Segment Start: DATASET RECORDS

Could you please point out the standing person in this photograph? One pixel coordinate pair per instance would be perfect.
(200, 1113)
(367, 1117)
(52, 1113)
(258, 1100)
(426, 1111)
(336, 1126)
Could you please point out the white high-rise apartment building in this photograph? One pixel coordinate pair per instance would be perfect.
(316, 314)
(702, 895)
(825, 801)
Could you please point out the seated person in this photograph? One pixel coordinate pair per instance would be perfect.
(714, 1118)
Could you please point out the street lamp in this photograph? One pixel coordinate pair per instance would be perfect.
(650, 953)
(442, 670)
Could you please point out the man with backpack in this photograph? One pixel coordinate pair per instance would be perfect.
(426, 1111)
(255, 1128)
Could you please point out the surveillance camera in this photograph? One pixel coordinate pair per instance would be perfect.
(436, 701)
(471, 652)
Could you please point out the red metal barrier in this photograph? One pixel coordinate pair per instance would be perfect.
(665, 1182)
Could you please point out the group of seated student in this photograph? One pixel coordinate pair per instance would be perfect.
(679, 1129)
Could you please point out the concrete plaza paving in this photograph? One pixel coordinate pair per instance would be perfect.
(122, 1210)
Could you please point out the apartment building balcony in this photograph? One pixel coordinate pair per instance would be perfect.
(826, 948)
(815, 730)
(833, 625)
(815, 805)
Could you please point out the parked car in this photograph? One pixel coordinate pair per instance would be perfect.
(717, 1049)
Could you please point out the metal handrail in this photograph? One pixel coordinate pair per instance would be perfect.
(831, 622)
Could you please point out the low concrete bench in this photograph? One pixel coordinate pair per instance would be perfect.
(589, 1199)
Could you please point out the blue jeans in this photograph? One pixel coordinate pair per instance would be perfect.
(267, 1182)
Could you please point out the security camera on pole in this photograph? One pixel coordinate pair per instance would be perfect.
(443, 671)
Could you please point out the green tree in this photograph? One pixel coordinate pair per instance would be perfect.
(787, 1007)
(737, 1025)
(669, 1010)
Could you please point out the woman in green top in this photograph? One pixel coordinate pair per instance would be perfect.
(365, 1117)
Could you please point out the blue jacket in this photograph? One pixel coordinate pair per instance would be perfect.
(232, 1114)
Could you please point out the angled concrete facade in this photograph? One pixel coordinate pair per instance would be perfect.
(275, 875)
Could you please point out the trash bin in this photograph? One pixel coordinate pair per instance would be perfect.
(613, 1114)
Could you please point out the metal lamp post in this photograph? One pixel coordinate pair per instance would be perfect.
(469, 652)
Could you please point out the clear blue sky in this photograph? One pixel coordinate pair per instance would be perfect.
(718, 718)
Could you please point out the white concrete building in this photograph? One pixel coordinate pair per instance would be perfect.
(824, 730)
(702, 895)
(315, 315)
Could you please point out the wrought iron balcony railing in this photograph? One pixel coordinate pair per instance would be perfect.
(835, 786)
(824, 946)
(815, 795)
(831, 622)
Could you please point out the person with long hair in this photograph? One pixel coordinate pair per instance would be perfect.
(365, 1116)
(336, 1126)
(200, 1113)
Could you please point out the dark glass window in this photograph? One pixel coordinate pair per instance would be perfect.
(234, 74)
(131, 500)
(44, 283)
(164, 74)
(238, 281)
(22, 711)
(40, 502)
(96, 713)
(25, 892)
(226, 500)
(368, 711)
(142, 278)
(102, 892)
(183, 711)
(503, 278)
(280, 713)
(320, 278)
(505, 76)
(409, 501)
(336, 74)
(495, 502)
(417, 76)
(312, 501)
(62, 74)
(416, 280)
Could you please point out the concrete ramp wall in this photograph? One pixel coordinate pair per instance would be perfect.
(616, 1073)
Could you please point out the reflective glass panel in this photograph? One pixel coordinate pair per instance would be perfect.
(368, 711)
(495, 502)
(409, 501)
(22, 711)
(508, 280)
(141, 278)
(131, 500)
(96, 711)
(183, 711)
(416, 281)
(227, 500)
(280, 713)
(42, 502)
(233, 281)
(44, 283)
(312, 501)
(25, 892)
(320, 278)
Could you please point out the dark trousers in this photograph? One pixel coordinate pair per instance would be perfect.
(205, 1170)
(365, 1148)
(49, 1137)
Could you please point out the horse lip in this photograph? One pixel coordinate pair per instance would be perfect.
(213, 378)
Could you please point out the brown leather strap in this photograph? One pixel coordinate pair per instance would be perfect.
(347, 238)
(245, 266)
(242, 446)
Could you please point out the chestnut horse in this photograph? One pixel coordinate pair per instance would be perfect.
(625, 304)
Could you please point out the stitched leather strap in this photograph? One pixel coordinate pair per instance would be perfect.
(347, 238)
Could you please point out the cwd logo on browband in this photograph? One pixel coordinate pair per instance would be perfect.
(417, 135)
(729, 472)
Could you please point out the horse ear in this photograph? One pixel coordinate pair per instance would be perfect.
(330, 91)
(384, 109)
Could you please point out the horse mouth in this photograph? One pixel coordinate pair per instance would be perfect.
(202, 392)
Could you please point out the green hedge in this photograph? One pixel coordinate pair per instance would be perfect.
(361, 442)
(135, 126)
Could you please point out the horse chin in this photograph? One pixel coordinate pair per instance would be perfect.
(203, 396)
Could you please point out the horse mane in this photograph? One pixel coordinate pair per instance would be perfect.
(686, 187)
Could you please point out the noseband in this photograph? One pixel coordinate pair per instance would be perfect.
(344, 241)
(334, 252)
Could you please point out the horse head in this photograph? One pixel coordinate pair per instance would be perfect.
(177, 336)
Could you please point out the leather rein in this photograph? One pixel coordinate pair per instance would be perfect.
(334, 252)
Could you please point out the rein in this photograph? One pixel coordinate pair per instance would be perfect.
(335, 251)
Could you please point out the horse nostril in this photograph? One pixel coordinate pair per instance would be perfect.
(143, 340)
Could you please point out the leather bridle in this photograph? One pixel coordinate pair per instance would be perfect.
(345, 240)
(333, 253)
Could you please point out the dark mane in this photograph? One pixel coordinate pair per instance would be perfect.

Segment End: DATASET RECORDS

WHAT IS REQUIRED
Could you give the data again, word for word?

RESPONSE BOX
Could you please point out the standing person in this photograph? One pixel coordinate pair per instance would be perfect.
(200, 1113)
(367, 1117)
(52, 1113)
(258, 1100)
(426, 1111)
(336, 1126)
Could you please point out the white high-rise apartment building in this photograph? One pixel coordinate pair per instance would be perfect.
(316, 314)
(702, 895)
(825, 801)
Could you please point out the seated person in this photograph? One pixel coordinate pair per instance would be perfect.
(714, 1118)
Could you please point out the street lamp in this photograph? One pixel coordinate pair per instance would be perfect.
(650, 953)
(442, 670)
Could you please point out the man with backpack in this photograph? One pixel coordinate pair per instance would be perfect.
(426, 1111)
(255, 1128)
Could you please point out the surveillance camera in this photograph? One pixel coordinate pair per instance would be perfect.
(436, 701)
(471, 652)
Could you please point out the red metal barrier in this photograph? One pixel coordinate pair per instance would be perfect.
(665, 1182)
Could you please point out the group of seated student in this photograph? One pixel coordinate pair per instance would be perfect.
(679, 1129)
Could you please point out the concrete plaza paving in this photograph? One pixel coordinate pair per instance would be perfect.
(122, 1210)
Could you please point out the apartment building balcony in this photograph? One pixel coordinate pair per instance would be perfect.
(826, 948)
(815, 730)
(833, 625)
(815, 805)
Could you please point out the parked car in this photograph? One pixel coordinate pair per instance would be perfect.
(717, 1049)
Could you please point out the metal handrail in this photograph? One pixel coordinate pair per instance would be perfect.
(831, 622)
Could you please point out the low concrete bench in this photograph? One pixel coordinate pair per instance would be perfect.
(589, 1199)
Could you please point out the blue jeans in this photograph? One pixel coordinate pair per instance would be perfect.
(267, 1182)
Could you please point out the security camera on pole in this photograph? One pixel coordinate pair per instance would be perfect.
(443, 671)
Could you please point out the green tree in this photograph? One pixel coordinate pair per instance would be perfect.
(787, 1007)
(737, 1025)
(669, 1010)
Could you please point out the woman in green top in this photograph? One pixel coordinate pair per instance would be perfect.
(365, 1117)
Could you please point out the blue jacket in this photograph? One pixel coordinate pair per instance would be perfect.
(232, 1114)
Could you please point out the angled concrete facade in this photograph? One pixel coordinate pair per instance would be perfect.
(275, 875)
Could you please point out the trash bin in this photograph? One pixel coordinate pair per instance would be perfect.
(613, 1114)
Could you please point out the metal lamp post in this photograph? One pixel coordinate pair per instance would be perfect.
(469, 652)
Could you please point out the clear blue sky in this photograph? One pixel coordinate pair per instance would be perfect.
(718, 718)
Could you please point out the white concrete building in this photograph? One pixel coordinate pair per instance would be perfect.
(824, 730)
(702, 895)
(315, 315)
Could you please point out the wrought iron balcony railing in this photograph? One pixel coordinate pair per instance would be perfect.
(835, 786)
(824, 946)
(815, 795)
(831, 622)
Could you please point out the person with long hair in this photograph? One pixel coordinate pair per instance would be perfect.
(365, 1116)
(336, 1126)
(200, 1113)
Could you please point out the dark glass window in this photograph? One pixel coordinate pair per instance would be perfect.
(234, 74)
(131, 500)
(44, 283)
(164, 74)
(238, 281)
(22, 711)
(40, 502)
(96, 713)
(25, 892)
(226, 500)
(368, 711)
(142, 278)
(102, 892)
(183, 711)
(503, 278)
(280, 713)
(320, 278)
(505, 76)
(409, 501)
(336, 74)
(495, 502)
(417, 76)
(312, 501)
(62, 74)
(416, 280)
Could you please point out the concrete ramp wall in this photograph? One pixel coordinate pair per instance would be perfect.
(616, 1073)
Could you please point out the reflective glass panel in this photograph? One pixel coordinate pair per instance would be perfect.
(368, 711)
(495, 502)
(409, 501)
(22, 711)
(508, 280)
(141, 278)
(131, 500)
(96, 711)
(183, 711)
(416, 281)
(227, 500)
(280, 713)
(42, 502)
(233, 281)
(44, 283)
(312, 501)
(25, 892)
(320, 278)
Could you please point out the dark trousers in this photograph? One pixel coordinate pair per instance would be perfect.
(205, 1170)
(365, 1148)
(49, 1137)
Could you please point out the horse lip in this photograph? One pixel coordinate pair per instance would be perfect.
(213, 378)
Could you please point out the brown leather strap in this photograph? One pixel coordinate pair per instance would be perfect.
(347, 238)
(245, 266)
(242, 446)
Could you please point out the chestnut horse in this photograph? One pixel coordinate pair per instance would be perfect.
(625, 304)
Could you please point out the stitched leather strap in this photograph? One pixel coordinate pair per instance would be perfect.
(347, 238)
Could you please point out the cwd logo on browband in this photograph? One pixel coordinate pair per instance would be perfect.
(417, 135)
(729, 472)
Could you please point out the horse ear in this photograph? One pixel coordinate pair per instance would be perfect.
(330, 91)
(384, 109)
Could you please point out the horse mouth in this photograph? One pixel coordinate pair per instance would be perfect.
(202, 392)
Could you please point out the green hedge in this photograph? One pixel coordinate pair per instance would be perfect.
(361, 442)
(135, 126)
Could you please point out the horse chin in this photograph? One pixel coordinate pair per instance would be perfect.
(203, 396)
Could you please point out the horse mane in this photograph? One pixel coordinate pair per instance would be perfect.
(686, 187)
Could you please point out the noseband in this photograph? One pixel coordinate pair per instance would be perfect.
(344, 241)
(334, 252)
Could you please point out the horse head in this photograph? One pixel coordinate pair per instance would be perfect.
(177, 336)
Could you please point out the leather rein in this photograph? One pixel coordinate pair per instance would be perfect.
(334, 252)
Could you please point out the rein in this photograph? One pixel coordinate pair per instance would be perfect.
(335, 251)
Could you please point out the horse nostril in this photograph? One pixel coordinate pair per instance would be perfect.
(143, 340)
Could you please point out the leather bridle in this photograph? One pixel coordinate pair per instance would be perfect.
(345, 240)
(333, 253)
Could you please point out the dark mane in this photograph? One pixel coordinate pair per instance would be perfect.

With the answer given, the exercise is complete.